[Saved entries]

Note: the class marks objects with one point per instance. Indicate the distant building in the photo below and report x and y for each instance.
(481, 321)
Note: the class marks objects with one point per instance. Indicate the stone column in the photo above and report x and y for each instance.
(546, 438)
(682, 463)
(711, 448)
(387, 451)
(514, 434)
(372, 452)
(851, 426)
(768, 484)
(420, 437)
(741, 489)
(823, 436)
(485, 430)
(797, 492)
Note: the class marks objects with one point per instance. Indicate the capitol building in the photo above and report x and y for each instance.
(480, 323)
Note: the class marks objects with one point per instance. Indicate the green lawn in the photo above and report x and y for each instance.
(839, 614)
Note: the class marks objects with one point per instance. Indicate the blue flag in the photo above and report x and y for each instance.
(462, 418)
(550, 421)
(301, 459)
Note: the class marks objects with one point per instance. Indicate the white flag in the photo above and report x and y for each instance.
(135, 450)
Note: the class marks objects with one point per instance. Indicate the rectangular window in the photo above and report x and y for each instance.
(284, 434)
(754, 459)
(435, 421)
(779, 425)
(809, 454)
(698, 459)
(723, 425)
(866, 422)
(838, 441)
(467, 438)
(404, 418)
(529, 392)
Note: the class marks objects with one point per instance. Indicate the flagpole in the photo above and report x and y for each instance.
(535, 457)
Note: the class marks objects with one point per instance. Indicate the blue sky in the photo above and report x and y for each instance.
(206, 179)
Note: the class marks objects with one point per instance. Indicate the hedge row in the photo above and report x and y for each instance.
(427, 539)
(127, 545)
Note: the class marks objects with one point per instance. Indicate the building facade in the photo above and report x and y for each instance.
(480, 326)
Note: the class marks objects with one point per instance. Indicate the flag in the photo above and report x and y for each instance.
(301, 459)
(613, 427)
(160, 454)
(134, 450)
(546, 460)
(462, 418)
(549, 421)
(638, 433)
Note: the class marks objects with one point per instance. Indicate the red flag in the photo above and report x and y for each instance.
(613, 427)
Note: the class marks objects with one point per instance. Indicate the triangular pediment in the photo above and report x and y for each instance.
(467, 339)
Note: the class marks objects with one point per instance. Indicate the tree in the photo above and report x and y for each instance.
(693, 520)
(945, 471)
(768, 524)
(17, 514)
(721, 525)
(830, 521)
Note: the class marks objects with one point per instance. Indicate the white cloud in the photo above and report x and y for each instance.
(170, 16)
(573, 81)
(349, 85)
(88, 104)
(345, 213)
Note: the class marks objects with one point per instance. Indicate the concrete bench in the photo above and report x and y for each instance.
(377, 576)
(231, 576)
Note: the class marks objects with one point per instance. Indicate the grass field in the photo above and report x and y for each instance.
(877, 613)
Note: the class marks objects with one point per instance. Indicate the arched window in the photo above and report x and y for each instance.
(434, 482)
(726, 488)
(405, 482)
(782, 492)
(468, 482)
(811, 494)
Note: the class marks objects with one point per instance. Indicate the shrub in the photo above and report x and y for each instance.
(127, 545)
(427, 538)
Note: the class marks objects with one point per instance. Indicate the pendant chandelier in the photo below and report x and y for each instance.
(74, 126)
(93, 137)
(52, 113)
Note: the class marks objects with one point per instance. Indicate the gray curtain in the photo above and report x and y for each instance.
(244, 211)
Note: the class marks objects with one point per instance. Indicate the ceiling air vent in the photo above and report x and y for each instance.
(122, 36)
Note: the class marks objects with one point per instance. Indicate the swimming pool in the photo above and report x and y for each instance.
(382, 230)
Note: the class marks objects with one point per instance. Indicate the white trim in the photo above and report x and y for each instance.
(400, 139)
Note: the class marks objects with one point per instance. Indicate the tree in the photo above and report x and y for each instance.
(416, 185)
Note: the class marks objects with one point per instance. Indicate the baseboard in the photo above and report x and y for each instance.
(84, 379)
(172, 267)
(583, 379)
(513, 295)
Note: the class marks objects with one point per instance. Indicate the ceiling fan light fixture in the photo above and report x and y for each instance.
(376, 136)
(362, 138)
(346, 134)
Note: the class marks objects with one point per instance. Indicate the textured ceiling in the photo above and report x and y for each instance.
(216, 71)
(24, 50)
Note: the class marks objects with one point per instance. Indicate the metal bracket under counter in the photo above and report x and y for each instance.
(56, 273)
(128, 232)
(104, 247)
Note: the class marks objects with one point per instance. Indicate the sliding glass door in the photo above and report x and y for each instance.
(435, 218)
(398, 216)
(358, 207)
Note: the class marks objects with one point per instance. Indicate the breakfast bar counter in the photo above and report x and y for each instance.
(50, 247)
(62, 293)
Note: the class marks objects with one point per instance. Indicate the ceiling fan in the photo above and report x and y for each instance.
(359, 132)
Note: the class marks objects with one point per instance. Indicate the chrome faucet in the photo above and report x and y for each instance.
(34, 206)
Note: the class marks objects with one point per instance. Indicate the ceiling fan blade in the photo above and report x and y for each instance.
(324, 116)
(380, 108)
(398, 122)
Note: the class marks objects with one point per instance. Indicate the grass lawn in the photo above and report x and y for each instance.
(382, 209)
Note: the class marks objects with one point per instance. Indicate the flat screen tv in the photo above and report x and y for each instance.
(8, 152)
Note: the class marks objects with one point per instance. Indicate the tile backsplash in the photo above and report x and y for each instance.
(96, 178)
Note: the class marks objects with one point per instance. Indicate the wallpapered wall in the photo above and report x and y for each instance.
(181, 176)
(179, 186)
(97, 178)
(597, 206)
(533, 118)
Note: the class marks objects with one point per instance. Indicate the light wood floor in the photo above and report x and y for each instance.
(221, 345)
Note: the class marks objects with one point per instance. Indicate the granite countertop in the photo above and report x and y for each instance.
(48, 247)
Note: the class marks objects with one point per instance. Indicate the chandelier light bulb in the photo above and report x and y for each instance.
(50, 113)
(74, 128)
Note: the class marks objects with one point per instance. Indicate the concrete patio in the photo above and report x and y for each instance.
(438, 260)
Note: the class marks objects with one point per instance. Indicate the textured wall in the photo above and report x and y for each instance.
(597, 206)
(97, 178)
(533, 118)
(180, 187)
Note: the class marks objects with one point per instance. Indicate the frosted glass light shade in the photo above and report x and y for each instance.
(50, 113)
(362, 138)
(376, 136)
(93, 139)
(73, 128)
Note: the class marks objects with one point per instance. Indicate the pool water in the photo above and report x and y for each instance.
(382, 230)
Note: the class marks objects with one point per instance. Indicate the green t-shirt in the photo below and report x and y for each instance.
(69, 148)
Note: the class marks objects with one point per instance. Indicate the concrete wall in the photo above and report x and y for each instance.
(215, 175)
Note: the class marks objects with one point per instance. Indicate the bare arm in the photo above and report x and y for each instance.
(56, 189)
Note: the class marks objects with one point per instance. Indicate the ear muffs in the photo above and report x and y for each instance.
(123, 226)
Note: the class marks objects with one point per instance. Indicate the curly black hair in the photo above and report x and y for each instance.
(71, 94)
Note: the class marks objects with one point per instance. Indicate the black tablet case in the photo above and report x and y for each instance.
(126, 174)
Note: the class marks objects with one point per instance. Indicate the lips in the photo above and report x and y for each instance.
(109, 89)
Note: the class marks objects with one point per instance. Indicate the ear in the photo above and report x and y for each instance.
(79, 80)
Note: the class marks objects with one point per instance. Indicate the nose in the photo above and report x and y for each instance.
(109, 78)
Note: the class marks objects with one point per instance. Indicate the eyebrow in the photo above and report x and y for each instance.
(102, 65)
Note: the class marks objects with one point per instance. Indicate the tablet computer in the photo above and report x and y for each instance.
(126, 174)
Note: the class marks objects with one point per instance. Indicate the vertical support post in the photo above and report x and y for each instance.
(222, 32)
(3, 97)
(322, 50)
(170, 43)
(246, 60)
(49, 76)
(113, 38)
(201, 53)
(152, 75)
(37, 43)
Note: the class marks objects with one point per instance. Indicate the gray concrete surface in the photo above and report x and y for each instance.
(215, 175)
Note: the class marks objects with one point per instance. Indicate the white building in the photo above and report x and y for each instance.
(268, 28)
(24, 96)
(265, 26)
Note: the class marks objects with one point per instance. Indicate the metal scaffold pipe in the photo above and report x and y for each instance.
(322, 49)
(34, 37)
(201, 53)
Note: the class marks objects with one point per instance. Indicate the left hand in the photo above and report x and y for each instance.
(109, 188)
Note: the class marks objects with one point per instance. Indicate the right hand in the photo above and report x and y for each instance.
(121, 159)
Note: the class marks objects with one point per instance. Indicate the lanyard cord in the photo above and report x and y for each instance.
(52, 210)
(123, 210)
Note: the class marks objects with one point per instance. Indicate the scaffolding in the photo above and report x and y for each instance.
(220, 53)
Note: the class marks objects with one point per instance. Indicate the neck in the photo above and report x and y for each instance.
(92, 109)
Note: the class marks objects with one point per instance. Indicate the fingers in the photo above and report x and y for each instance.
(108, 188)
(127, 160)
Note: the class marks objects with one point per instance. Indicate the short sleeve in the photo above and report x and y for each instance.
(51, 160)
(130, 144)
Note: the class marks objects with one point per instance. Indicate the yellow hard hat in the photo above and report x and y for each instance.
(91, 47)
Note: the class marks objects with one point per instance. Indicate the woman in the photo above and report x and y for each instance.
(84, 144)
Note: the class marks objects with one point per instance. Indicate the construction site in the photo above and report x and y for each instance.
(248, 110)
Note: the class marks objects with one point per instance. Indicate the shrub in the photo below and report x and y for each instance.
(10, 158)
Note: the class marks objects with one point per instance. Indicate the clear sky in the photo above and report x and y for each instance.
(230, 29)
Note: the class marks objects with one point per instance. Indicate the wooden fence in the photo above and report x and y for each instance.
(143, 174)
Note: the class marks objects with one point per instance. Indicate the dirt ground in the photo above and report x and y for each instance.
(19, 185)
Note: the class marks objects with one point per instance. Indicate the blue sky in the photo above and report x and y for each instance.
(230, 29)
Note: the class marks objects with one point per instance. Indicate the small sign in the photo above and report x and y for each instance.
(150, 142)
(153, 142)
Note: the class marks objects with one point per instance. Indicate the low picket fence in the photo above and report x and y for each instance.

## TASK
Nothing but the lines from the one with "Indicate the scaffolding" through the final line of the data belongs in the answer, and they must match exactly.

## COMPLETED EXERCISE
Note: the class marks objects with one point per instance. Indicate the scaffolding in the photo above and report x and y for each instance.
(220, 53)
Note: the class marks objects with one point per instance. Indicate the neck in the photo above and report x and y for each instance.
(92, 109)
Note: the class marks objects with one point per instance. Indicate the fingers in the photo above and report x and y for each instance.
(108, 188)
(127, 160)
Note: the class marks objects with one point per instance. Indicate the short sleeve in the photo above and report x and y for each instance.
(51, 160)
(130, 144)
Note: the class marks objects with one point per instance. Indicate the yellow hard hat in the photo above and report x and y for each instance.
(91, 47)
Note: the class marks objects with one point per instance. Indicate the woman in the photo above and report x and y for each instance.
(84, 144)
Note: the class marks objects with one point per instance. Indicate the construction site in the photo above and report x and y for each instance.
(248, 110)
Note: the class marks objects with one point per instance. Indicate the shrub in the photo below and report x and y for each instance.
(10, 158)
Note: the class marks objects with one point per instance. Indicate the clear sky in the photo above and report x and y for each instance.
(230, 29)
Note: the class marks objects with one point per instance. Indicate the wooden fence in the photo above and report x and y for each instance.
(143, 174)
Note: the class marks objects with one point per instance. Indicate the dirt ground in the photo above and report x and y for each instance.
(19, 185)
Note: the class marks objects with one point per instance. Indicate the blue sky in the photo above and report x and y for each instance.
(230, 29)
Note: the class marks objects with one point per instance. Indicate the small sign in the photo above and report x and y for each instance.
(150, 142)
(153, 142)
Note: the class marks objects with one point per instance. Indicate the low picket fence in the photo above and report x and y for each instance.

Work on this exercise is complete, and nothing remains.